■ INPUT FOR THIS TASK
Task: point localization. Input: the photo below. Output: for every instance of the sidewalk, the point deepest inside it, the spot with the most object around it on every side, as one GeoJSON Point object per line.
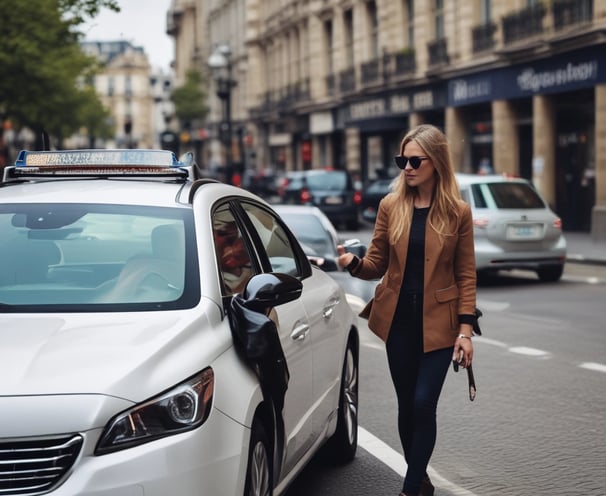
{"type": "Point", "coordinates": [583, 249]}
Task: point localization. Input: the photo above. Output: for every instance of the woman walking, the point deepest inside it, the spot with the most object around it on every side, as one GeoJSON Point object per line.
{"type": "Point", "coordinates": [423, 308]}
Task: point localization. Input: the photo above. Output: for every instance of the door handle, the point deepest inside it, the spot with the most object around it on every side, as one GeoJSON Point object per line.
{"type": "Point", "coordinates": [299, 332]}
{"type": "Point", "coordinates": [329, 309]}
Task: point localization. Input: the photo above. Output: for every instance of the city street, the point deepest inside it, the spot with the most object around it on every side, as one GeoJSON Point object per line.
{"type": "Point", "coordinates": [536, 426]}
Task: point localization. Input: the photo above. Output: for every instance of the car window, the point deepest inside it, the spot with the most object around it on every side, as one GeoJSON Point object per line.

---

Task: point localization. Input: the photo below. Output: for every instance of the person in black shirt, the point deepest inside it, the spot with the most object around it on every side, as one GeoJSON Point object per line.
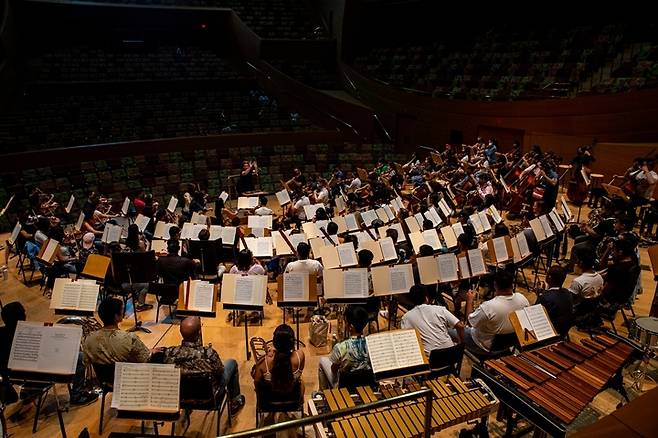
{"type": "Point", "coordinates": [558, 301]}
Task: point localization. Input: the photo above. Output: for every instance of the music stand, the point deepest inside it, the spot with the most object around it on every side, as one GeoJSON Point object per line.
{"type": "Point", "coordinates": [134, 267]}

■ EXERCISE OBJECTIVE
Render the data as a numbered list with blank lines omitted, starting at the line containing "of the door" and ending after the line containing "car window, the". Include only those lines.

■ RESULT OF THE EXERCISE
1. Task: point localization. Input: the photo above. Output: for every instance of the door handle, the point deepest inside it, the spot with the most object around it on every side, as one GeoJSON Point object per line.
2. {"type": "Point", "coordinates": [299, 332]}
3. {"type": "Point", "coordinates": [329, 309]}
4. Task: point localization. Input: the photo above. Output: for every instance of the city street, the point deepest inside it, the spot with the most object around it on every side, as one GeoJSON Point object per line.
5. {"type": "Point", "coordinates": [536, 426]}
6. Task: point localization. Input: the photo above. Output: for every instance of the car window, the point deepest inside it, the spot with the most object around it on every side, as one GeoJSON Point object per line.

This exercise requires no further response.